* _GOAL_
Transcribe every line of the material below verbatim, with no alteration.

* _ENTRIES SHOWN_
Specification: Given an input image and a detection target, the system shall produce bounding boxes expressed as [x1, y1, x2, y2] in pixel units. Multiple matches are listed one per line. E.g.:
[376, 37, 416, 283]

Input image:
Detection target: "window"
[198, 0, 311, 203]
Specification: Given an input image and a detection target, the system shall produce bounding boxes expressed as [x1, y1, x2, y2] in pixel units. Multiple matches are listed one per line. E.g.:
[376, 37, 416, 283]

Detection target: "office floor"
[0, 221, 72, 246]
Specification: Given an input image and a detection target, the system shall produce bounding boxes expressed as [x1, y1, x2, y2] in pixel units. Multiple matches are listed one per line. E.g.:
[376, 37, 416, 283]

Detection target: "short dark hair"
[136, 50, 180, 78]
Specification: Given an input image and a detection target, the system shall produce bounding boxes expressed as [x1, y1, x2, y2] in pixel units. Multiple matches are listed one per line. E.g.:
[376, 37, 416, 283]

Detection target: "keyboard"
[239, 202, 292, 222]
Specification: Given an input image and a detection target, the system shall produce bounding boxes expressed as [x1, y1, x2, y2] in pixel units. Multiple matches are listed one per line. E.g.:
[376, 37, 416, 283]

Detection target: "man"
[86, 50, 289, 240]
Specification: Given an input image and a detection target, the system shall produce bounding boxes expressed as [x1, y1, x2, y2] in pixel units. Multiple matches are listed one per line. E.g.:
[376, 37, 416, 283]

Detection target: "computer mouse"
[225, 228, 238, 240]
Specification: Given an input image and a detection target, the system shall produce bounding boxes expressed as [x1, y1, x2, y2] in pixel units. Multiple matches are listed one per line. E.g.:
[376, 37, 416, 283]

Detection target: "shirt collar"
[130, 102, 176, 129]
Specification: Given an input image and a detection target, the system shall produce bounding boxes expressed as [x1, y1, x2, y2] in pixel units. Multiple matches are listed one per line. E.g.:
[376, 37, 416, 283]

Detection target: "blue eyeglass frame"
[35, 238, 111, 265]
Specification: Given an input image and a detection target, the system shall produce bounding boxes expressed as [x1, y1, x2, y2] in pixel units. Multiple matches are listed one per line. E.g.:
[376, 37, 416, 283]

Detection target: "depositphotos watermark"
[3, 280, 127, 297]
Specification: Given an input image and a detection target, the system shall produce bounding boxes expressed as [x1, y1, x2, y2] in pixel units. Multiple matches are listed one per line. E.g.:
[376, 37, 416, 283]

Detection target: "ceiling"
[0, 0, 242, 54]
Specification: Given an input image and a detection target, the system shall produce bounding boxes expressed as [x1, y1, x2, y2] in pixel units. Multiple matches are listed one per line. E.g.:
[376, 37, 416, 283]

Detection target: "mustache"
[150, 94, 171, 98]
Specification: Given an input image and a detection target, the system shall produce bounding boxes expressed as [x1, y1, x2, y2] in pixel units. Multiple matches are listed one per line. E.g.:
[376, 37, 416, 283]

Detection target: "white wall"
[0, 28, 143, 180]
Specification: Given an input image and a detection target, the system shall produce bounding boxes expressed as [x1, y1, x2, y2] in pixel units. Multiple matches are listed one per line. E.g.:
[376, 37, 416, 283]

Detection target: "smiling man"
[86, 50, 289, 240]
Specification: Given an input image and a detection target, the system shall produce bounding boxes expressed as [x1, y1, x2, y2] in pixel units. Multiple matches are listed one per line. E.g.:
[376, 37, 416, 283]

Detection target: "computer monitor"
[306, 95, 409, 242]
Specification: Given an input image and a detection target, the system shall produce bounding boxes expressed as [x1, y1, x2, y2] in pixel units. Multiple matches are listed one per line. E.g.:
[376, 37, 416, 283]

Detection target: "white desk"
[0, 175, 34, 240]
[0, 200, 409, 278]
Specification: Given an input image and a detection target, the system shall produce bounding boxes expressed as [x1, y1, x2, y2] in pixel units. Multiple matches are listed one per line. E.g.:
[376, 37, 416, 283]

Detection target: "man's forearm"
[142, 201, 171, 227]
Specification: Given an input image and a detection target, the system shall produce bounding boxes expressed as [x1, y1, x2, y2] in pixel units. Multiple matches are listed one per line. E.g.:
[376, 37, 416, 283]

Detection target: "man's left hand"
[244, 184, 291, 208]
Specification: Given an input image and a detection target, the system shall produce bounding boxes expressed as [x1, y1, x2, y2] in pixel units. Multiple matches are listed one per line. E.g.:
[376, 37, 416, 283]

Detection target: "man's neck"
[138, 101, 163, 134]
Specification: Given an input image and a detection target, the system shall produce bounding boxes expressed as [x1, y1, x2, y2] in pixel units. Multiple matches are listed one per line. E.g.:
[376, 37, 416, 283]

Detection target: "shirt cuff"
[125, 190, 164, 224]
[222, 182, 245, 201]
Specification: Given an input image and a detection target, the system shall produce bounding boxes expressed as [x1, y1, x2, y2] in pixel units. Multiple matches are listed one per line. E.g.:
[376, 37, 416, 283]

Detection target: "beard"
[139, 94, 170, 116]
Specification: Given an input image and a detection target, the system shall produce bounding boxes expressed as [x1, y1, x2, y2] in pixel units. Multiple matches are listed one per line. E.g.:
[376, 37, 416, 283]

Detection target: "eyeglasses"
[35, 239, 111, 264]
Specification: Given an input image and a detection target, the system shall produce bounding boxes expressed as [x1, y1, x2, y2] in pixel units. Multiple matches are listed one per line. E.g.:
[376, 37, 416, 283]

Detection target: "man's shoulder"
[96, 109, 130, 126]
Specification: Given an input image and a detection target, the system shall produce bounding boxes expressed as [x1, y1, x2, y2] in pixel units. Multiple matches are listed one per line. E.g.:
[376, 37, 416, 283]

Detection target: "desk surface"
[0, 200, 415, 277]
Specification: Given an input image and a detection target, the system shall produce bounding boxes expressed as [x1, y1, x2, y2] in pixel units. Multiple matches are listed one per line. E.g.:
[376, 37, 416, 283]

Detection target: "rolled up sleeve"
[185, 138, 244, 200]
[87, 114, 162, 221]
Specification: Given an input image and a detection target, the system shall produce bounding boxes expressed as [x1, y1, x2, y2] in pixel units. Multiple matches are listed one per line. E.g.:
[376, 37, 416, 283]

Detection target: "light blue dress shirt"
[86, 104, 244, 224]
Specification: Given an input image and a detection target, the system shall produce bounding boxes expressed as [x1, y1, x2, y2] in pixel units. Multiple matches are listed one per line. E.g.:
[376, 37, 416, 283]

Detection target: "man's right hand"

* _CORRECT OUTPUT_
Specification: Given an input image and a detection target, the system shall produce bounding boxes expressed as [x1, y1, x2, y2] in pixel units. Multiple matches are listed one per line. E.g.:
[376, 37, 416, 283]

Input image:
Detection target: "window"
[198, 0, 311, 203]
Specification: Given an input image and a detection target, the system shall produce bounding boxes expressed as [x1, y1, x2, y2] in pixel units. Multiple matches are listed one per line. E.g.:
[376, 37, 416, 283]

Detection target: "office floor"
[0, 221, 72, 246]
Specification: Given an input image and a detection target, the system shall produce bounding boxes expressed as [x1, y1, x2, y2] in pixel units. Multiple matches are listed one per line. E.g.:
[376, 37, 416, 283]

Detection target: "short dark hair"
[136, 50, 180, 78]
Specification: Given an input image and a detection target, the system shall produce bounding boxes expressed as [x1, y1, x2, y2] in pixel units. Multiple matches are listed one per line. E.g.:
[376, 37, 416, 283]

Detection target: "keyboard"
[239, 202, 292, 222]
Specification: Given an input image and a detection target, the system shall produce bounding boxes expressed as [x1, y1, x2, y2] in pixel units. Multiple matches are listed one per line. E.g.:
[376, 37, 416, 283]

Detection target: "man"
[86, 50, 289, 240]
Specification: Given an input image and a detection target, the system shall produce bounding boxes expressed as [x1, y1, x2, y2] in pixel units. Multiple matches are listed one per line. E.g.:
[376, 37, 416, 283]

Detection target: "computer mouse"
[225, 228, 238, 240]
Specification: Given an input image and a detection target, the system shall produce bounding boxes expressed as [x1, y1, x2, y2] in pixel units. Multiple matches are listed one per line. E.g.:
[376, 37, 416, 283]

Detection target: "shirt collar"
[130, 102, 176, 129]
Specification: Given an input image and a detection target, the system shall produce bounding boxes expressed as [x1, y1, x2, y2] in pixel units. Multiple matches are listed one per line. E.g.:
[376, 37, 416, 283]

Detection target: "blue eyeglass frame"
[35, 238, 111, 265]
Specification: Given an input image and a detection target, the system shall produce bounding boxes expressed as [x1, y1, x2, y2] in pixel units. Multiple matches are listed one per line. E.g.:
[376, 37, 416, 283]

Detection target: "depositphotos watermark"
[3, 280, 127, 297]
Specification: Given an input image and a detection target, the system shall produce bounding boxes expressed as [x1, y1, x2, y2] in pixel units. Multiple matches are listed one per line. E.g.:
[376, 37, 416, 283]

Detection target: "ceiling"
[0, 0, 242, 54]
Specification: Given an input image and a detection target, the system shall produce bounding boxes expressed as [x1, y1, x2, y2] in pixel units. Multiple matches are listed one per line. E.g.:
[376, 37, 416, 283]

Detection target: "mustache"
[150, 94, 171, 98]
Specification: Given an input image and a detection target, the system shall produce bounding boxes expressed as [x1, y1, x2, y2] in pixel units. Multiple matches are listed one per line. E.g.:
[376, 37, 416, 283]

Detection target: "white wall"
[0, 28, 143, 180]
Specification: Given an input image and a detection target, the system shall produce bounding boxes expressed as [x1, y1, x2, y2] in pixel units. Multiple matches are listed one per line. E.g.:
[376, 37, 416, 283]

Detection target: "smiling man"
[86, 50, 289, 240]
Specification: Given an input image and a detection target, the system shall produce bounding boxes expressed as [x1, y1, x2, y2] in pixel units. Multiple matches are listed one per line. E.g.:
[376, 37, 416, 283]

Detection target: "computer monitor"
[306, 95, 409, 242]
Specification: Given an input image and a detection target, the system shall produce bounding boxes expressed as [x1, y1, x2, y2] in pixel units. Multiple matches are listed one per line. E.g.:
[376, 37, 416, 283]

Detection target: "white desk"
[0, 175, 34, 240]
[0, 200, 409, 278]
Specification: Given an input image and a detection target, the system shall produce bounding boxes expressed as [x1, y1, x2, y2] in pixel units. Multiple matches are listed one per line. E.g.:
[376, 37, 416, 283]

Detection target: "man's forearm"
[142, 201, 171, 227]
Specification: Given an input image and a detection target, the system shall produce bounding boxes expressed as [x1, y1, x2, y2] in pixel units. Multiple matches are listed one per line. E.g.:
[376, 37, 416, 283]

Detection target: "man's left hand"
[244, 184, 291, 208]
Specification: Given an input image and a detection target, the system shall produce bounding boxes expressed as [x1, y1, x2, y2] in pixel units. Multiple matches are listed one per line. E.g.:
[376, 37, 416, 283]

Detection target: "man's neck"
[138, 101, 163, 134]
Specification: Given an input image and a detection target, the system shall produce bounding boxes expressed as [x1, y1, x2, y2] in pixel units. Multiple matches are listed one per line. E.g.:
[376, 37, 416, 283]

Detection target: "shirt cuff"
[125, 190, 164, 224]
[222, 182, 245, 201]
Specification: Given an input image and a detection target, the system shall produce bounding boxes expressed as [x1, y1, x2, y2] in pixel units. Multiple matches are listed one per line. E.g.:
[376, 37, 416, 283]

Detection target: "beard"
[139, 94, 170, 116]
Specification: Given an input image and a detection target, the system shall produce bounding boxes expressed as [x1, y1, x2, y2] in pixel units. Multiple matches are listed one per line. E.g.:
[376, 37, 416, 283]

Detection target: "eyeglasses"
[35, 239, 111, 264]
Specification: Given an input image and a detection target, the system shall produce bounding boxes expressed as [x1, y1, x2, y2] in pixel units. Multiple matches are listed one per line. E.g.:
[376, 37, 416, 283]

Detection target: "man's shoulder"
[96, 109, 130, 126]
Specification: Given an input image and a detection target, the system shall produce bounding boxes expressed as [x1, y1, x2, y2] in pixel units. Multiple matches are listed one per line. E.g.:
[376, 37, 416, 283]

Detection target: "desk surface"
[0, 200, 415, 277]
Specification: Given an input image and a detection target, the system shall produce bounding boxes expressed as [x1, y1, x2, y2] in pixel units. Multiple matches are listed one per line. E.g.:
[376, 37, 416, 283]

Detection target: "rolled up sleeve"
[185, 138, 244, 200]
[87, 114, 162, 221]
Specification: Given an input image and a detection target, the system shall produce bounding boxes expressed as [x1, y1, x2, y2] in pixel units. Multiple matches are listed one per line. E.g.:
[376, 37, 416, 283]

Detection target: "light blue dress shirt"
[86, 104, 244, 224]
Specification: Given an input image and a detection target, the system shall produce bounding boxes expressed as [x1, y1, x2, y2] in pixel units. Multiple matches are listed one per line. E.g.:
[376, 37, 416, 283]

Detection target: "man's right hand"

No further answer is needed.